[Excerpts of location labeling data]
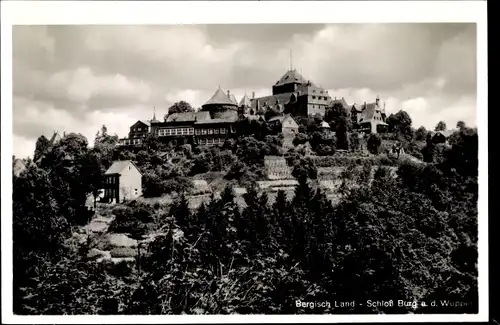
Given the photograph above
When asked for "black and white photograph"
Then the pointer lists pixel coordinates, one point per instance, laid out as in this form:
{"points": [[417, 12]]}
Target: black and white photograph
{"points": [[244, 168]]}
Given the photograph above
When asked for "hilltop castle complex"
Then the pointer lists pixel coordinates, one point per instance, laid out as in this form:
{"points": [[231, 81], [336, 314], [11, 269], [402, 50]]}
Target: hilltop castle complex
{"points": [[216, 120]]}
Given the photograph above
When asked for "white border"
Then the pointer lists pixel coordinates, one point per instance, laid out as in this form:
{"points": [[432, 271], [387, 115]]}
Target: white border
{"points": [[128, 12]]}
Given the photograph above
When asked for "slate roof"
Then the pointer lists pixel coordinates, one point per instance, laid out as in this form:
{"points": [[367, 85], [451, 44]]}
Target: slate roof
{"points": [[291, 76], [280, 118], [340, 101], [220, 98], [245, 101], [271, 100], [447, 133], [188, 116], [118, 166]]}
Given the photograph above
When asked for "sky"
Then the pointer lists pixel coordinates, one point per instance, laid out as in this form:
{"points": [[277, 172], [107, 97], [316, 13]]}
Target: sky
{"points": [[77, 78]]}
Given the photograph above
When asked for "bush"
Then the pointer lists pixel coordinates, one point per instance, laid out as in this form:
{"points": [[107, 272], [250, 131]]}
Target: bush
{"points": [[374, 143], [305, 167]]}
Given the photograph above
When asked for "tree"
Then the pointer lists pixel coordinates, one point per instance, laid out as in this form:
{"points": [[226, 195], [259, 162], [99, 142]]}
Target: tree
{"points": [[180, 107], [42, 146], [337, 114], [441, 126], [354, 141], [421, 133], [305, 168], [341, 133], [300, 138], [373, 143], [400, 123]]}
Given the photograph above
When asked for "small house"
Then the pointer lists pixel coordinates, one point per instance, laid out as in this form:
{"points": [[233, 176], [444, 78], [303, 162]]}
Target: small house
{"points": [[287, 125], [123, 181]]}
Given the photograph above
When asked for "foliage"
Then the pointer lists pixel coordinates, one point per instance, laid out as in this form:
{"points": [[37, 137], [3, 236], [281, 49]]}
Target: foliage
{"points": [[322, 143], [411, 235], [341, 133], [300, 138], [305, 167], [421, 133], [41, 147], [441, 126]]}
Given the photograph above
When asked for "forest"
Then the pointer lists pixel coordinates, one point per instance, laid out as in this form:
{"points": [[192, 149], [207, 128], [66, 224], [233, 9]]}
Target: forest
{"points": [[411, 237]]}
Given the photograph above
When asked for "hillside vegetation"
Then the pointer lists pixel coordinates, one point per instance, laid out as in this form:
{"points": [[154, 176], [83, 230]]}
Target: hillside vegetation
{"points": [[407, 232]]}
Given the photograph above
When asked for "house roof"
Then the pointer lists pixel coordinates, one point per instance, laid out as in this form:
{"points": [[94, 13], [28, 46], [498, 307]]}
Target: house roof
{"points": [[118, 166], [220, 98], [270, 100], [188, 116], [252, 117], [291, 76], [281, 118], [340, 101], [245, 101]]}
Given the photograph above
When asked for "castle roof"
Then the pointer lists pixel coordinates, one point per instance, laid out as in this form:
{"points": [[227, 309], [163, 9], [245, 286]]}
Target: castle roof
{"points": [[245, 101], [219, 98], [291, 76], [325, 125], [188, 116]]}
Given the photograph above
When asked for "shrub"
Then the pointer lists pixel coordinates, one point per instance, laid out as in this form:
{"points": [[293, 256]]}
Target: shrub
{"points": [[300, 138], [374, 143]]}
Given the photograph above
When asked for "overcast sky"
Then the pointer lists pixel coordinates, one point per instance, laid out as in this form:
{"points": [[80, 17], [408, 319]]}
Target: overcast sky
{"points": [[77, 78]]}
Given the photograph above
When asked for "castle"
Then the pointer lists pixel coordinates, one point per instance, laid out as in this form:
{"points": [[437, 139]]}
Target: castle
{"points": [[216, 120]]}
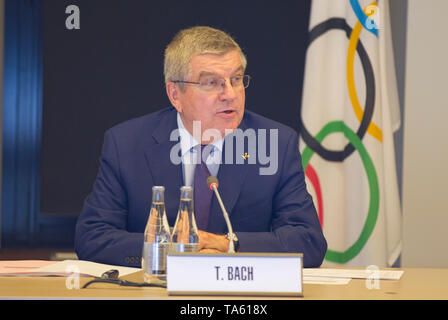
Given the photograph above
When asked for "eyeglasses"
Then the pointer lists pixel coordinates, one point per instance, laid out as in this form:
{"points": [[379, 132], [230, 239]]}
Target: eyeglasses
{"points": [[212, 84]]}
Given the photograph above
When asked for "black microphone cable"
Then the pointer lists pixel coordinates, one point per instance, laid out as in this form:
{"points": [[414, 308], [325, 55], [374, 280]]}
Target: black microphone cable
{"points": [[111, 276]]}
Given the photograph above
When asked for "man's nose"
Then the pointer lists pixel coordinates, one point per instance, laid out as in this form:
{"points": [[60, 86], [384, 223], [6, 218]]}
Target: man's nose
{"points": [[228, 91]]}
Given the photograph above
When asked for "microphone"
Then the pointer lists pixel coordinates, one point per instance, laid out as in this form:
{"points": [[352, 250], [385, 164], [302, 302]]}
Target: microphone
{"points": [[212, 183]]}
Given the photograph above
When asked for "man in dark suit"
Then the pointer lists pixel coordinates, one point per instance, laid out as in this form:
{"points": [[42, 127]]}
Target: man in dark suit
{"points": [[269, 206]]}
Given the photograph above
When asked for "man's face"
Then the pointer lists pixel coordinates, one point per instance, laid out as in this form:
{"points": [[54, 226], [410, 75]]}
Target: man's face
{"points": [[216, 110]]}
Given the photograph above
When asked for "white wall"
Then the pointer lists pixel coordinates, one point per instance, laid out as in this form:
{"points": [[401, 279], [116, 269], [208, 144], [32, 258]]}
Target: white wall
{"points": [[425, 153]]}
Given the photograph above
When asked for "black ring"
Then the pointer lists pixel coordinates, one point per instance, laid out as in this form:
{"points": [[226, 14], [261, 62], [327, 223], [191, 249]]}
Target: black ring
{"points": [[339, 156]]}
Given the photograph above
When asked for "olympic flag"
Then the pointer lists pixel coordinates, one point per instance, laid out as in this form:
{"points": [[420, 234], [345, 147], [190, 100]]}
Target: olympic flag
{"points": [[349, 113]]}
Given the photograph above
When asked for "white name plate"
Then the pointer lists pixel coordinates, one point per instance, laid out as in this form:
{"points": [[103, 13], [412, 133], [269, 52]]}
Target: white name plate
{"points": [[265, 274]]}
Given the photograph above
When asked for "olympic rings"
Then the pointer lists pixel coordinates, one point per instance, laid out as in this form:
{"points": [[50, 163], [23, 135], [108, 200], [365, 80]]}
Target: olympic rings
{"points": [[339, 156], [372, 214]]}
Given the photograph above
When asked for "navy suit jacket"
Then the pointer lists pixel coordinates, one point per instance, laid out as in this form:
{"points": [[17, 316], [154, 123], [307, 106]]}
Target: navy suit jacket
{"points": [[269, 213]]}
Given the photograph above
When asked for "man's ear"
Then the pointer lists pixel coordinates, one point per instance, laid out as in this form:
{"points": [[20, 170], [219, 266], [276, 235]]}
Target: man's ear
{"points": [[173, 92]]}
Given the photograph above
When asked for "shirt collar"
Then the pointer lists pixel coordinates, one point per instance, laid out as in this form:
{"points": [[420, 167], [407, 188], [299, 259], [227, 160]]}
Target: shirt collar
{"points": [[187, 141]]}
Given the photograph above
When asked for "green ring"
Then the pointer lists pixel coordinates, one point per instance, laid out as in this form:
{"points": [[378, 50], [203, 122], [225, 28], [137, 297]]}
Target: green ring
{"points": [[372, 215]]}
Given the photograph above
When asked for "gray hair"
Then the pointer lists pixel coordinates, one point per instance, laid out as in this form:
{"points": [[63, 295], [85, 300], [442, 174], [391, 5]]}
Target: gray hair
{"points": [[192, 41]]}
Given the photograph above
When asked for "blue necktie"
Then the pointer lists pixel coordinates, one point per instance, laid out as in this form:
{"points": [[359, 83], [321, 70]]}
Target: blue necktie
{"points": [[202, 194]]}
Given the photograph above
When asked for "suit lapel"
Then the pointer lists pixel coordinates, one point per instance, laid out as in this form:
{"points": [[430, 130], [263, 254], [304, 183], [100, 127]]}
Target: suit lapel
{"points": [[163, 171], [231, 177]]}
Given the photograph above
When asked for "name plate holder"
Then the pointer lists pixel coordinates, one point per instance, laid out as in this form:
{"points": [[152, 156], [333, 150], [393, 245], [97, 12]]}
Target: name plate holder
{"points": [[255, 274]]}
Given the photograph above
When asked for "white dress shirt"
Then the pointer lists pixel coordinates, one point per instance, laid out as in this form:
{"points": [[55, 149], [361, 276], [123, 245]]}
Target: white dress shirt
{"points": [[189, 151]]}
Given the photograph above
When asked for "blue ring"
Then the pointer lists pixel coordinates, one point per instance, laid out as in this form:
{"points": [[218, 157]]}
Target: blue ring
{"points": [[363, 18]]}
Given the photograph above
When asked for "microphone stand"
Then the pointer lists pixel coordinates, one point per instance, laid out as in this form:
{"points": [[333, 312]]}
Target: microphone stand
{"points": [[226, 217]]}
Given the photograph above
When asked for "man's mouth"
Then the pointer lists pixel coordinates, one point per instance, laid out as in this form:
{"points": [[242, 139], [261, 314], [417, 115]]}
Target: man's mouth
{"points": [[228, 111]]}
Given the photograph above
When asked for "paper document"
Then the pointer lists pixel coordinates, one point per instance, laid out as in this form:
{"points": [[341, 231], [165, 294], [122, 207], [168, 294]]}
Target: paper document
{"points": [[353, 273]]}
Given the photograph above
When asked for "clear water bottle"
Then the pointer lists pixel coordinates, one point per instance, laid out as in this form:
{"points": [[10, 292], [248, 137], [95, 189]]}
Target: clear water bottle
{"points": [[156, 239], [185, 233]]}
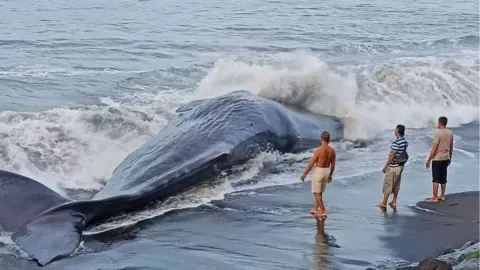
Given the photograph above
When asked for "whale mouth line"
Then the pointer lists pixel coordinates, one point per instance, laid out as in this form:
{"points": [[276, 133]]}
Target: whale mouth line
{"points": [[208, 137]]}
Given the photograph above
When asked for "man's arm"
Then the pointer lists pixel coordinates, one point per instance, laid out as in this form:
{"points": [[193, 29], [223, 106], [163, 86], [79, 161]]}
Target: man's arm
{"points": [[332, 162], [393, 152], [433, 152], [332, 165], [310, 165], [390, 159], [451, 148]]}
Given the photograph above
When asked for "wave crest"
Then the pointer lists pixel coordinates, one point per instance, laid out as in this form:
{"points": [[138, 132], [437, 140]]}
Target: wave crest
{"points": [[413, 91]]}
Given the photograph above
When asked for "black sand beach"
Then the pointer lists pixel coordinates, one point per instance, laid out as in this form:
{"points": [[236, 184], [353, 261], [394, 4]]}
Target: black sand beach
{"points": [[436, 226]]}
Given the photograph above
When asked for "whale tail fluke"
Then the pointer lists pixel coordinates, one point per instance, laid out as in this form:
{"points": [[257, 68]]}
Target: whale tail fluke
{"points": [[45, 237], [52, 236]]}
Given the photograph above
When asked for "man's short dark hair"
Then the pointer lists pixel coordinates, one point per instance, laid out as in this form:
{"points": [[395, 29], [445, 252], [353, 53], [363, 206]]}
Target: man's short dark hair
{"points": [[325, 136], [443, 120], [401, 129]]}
--
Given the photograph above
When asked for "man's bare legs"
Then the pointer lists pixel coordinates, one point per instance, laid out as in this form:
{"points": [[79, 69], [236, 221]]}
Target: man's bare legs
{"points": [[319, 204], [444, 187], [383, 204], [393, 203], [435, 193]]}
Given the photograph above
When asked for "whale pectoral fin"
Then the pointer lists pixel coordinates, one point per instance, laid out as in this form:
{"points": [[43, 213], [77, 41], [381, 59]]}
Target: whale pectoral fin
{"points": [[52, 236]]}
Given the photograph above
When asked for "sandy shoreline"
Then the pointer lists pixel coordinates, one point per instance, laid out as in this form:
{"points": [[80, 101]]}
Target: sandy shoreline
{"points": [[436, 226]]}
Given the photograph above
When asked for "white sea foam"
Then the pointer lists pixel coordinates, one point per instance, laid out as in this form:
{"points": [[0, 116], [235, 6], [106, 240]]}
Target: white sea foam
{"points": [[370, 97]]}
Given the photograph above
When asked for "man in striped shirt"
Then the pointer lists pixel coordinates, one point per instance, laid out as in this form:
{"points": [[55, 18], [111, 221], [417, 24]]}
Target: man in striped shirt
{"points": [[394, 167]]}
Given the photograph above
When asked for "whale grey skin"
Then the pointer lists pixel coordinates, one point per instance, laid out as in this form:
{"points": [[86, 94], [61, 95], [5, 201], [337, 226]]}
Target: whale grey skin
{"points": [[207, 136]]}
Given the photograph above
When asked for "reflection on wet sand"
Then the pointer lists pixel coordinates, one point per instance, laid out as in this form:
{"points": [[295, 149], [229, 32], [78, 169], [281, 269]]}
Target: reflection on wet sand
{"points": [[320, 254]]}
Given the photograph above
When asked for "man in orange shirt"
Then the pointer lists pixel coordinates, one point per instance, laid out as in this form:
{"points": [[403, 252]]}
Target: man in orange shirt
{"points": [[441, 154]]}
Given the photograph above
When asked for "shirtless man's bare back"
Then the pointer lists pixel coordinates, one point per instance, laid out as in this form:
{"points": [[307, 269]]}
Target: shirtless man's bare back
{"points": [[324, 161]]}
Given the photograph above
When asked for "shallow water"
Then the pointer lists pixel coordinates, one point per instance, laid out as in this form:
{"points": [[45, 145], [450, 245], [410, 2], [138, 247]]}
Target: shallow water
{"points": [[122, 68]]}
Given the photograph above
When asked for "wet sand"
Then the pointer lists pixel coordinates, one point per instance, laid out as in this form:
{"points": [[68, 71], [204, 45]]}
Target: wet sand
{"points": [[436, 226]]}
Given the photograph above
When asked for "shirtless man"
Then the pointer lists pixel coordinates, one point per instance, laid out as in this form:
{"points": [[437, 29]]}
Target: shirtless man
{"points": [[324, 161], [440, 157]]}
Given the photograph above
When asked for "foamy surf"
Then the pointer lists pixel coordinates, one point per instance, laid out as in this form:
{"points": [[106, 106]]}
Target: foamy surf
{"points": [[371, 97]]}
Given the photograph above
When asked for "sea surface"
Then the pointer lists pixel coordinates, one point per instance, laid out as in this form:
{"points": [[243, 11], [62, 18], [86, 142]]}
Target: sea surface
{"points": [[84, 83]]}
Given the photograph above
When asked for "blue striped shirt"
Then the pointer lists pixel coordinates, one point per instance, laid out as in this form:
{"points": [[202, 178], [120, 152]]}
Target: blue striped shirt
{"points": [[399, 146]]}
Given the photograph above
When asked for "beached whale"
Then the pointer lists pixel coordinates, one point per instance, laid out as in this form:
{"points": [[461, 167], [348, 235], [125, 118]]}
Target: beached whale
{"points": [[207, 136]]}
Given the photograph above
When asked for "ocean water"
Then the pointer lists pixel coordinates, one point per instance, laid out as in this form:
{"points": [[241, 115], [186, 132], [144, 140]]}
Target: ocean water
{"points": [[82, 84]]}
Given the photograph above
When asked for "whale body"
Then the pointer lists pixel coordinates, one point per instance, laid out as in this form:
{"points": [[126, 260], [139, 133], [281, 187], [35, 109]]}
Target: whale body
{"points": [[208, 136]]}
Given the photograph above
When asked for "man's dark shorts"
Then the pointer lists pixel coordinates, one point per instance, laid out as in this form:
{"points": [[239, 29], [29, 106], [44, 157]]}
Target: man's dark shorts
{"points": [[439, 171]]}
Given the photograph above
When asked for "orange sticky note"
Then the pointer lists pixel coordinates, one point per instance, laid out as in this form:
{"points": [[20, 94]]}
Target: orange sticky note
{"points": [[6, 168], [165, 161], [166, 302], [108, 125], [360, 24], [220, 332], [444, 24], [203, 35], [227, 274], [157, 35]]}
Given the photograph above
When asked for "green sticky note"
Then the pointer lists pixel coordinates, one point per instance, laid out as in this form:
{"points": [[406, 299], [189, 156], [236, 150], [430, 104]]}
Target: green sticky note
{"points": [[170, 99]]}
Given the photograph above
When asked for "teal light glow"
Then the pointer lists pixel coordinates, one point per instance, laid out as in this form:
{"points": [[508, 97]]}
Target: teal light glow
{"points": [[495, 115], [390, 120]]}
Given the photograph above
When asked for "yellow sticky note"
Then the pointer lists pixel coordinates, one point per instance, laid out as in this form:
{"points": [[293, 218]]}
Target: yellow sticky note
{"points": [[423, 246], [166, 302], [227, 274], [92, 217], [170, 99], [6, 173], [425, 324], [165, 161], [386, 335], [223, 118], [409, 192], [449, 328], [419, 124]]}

The problem - Pick out every line of the listing above that contains the word "bottle", treating uppercase and lowercase as distinct, and copy those lines.

Result -
When asked for "clear water bottle"
Target: clear water bottle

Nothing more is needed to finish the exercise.